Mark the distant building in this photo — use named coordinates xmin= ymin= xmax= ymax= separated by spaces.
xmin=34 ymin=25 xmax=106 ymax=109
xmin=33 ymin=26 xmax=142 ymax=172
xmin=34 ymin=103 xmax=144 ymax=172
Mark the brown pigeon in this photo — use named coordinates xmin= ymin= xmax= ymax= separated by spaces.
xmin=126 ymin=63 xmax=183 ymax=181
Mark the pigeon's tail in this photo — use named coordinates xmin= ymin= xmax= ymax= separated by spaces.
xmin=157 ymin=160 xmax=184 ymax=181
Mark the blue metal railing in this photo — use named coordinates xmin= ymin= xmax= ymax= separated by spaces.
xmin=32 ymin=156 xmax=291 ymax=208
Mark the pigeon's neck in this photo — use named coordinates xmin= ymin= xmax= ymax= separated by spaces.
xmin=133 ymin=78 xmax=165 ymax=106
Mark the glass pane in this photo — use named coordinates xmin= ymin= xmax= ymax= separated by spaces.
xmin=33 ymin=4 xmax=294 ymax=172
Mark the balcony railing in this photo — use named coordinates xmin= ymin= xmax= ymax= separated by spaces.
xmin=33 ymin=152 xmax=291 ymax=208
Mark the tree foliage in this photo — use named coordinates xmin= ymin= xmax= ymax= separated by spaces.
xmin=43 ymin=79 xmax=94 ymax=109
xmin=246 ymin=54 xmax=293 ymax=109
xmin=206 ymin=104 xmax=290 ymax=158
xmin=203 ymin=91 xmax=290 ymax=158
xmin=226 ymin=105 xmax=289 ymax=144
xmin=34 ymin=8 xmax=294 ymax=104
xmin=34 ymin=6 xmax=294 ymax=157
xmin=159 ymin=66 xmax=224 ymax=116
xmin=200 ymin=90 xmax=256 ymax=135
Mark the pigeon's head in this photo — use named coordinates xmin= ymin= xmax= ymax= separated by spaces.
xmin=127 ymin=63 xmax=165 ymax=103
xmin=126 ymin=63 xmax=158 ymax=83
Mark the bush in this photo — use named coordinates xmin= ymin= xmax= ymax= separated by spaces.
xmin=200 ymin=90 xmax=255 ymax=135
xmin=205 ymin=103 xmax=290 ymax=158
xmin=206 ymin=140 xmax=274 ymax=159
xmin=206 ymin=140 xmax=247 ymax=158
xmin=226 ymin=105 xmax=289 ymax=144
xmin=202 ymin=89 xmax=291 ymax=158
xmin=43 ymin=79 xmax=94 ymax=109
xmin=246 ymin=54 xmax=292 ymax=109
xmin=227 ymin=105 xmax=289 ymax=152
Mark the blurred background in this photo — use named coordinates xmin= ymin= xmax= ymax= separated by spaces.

========================

One line above contains "Mark the bush". Output that line and each one after it, word for word, and nothing else.

REPLY TO THE TASK
Mark the bush in this photo — use named coordinates xmin= ymin= xmax= ymax= separated by spaces.
xmin=200 ymin=90 xmax=255 ymax=135
xmin=205 ymin=103 xmax=290 ymax=158
xmin=206 ymin=140 xmax=274 ymax=159
xmin=206 ymin=140 xmax=247 ymax=158
xmin=226 ymin=105 xmax=289 ymax=144
xmin=202 ymin=89 xmax=291 ymax=158
xmin=43 ymin=79 xmax=94 ymax=109
xmin=246 ymin=54 xmax=292 ymax=109
xmin=227 ymin=105 xmax=289 ymax=152
Mark the blurred background in this photo — use named coordinates xmin= ymin= xmax= ymax= separated by spaces.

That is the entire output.